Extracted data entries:
***

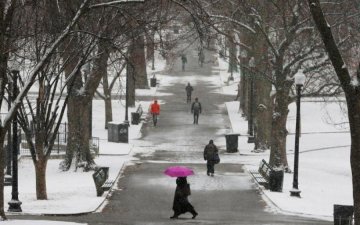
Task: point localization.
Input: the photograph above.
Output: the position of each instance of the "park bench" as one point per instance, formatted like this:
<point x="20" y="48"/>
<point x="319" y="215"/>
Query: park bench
<point x="102" y="183"/>
<point x="136" y="116"/>
<point x="268" y="177"/>
<point x="262" y="175"/>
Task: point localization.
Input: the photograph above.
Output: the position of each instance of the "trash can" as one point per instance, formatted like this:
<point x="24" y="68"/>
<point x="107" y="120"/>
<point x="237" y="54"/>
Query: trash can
<point x="276" y="178"/>
<point x="118" y="132"/>
<point x="135" y="118"/>
<point x="231" y="142"/>
<point x="343" y="214"/>
<point x="153" y="82"/>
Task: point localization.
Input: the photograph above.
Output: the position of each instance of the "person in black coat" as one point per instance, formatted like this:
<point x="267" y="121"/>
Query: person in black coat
<point x="189" y="89"/>
<point x="209" y="155"/>
<point x="181" y="203"/>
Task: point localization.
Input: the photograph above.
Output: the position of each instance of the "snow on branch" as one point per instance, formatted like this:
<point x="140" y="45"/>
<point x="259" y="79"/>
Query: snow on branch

***

_Brief_. Word for word, quote the full listing, omitting every picture.

_The output_.
Task: point localization.
Input: the photograph above.
Output: the position of each instance of the "park bench" as one point per instance, formatted like this:
<point x="20" y="48"/>
<point x="319" y="215"/>
Query: park bench
<point x="102" y="183"/>
<point x="136" y="116"/>
<point x="268" y="177"/>
<point x="262" y="175"/>
Task: point localization.
Input: the photograph above.
Output: the position of each instance of the "trash can" as one point per instance, formatted like this:
<point x="24" y="68"/>
<point x="107" y="120"/>
<point x="237" y="54"/>
Query: trash can
<point x="276" y="178"/>
<point x="118" y="132"/>
<point x="135" y="118"/>
<point x="231" y="142"/>
<point x="343" y="214"/>
<point x="153" y="82"/>
Task: point localization.
Input: the photograph above.
Output: the position of each instance of the "person in black coat" as one point per instance, formatted like this:
<point x="267" y="121"/>
Query: person in black coat
<point x="189" y="89"/>
<point x="209" y="155"/>
<point x="181" y="203"/>
Task: point localization.
Input: the photograph above.
Output: the position of each instance of the "snow on branch" as one point per instance, formatted like this:
<point x="140" y="45"/>
<point x="259" y="79"/>
Query: snow on branch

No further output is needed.